(Items from a data source)
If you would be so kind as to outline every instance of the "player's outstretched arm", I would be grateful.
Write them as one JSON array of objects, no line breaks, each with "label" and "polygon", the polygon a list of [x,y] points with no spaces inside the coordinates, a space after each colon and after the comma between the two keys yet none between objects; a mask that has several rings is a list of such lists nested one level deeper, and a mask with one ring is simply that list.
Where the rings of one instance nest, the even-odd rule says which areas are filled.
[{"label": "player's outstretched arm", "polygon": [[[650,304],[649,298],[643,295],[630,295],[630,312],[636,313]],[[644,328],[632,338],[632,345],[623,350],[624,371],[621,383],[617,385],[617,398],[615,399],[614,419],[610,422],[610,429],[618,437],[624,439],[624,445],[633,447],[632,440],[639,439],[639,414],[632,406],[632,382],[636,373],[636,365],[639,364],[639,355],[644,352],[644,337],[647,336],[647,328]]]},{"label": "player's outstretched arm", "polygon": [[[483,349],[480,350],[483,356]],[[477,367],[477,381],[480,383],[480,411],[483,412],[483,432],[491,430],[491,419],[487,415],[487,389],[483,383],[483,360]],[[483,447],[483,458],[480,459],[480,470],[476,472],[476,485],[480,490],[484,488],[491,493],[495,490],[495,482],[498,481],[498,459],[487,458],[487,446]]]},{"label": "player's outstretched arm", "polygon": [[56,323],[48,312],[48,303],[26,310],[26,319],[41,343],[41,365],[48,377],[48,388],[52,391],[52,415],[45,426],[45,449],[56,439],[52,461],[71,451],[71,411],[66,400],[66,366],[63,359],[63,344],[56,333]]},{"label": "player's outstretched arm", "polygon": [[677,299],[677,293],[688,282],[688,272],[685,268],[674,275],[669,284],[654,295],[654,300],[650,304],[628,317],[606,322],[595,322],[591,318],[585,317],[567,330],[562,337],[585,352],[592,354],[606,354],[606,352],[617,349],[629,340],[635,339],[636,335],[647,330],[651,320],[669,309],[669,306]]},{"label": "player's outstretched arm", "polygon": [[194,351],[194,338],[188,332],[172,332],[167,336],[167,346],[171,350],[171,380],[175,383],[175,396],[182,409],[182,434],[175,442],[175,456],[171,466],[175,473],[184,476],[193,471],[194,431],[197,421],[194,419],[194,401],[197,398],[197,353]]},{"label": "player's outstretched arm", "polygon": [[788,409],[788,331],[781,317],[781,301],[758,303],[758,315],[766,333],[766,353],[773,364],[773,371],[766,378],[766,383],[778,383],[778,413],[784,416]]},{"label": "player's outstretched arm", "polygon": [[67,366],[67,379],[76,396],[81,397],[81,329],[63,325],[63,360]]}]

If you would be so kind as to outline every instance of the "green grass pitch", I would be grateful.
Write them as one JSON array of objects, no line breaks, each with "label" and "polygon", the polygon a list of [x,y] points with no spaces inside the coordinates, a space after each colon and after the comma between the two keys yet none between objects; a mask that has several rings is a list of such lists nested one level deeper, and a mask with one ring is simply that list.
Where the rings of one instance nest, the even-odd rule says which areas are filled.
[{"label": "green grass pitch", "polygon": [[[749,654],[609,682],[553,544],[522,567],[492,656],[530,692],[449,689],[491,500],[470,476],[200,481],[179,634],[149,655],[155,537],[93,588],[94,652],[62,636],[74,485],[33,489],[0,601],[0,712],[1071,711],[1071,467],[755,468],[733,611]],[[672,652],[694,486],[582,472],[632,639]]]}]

Directions for this task: Count the lines in the data above that contain the string "every", and reply with the number alone.

Task response: 2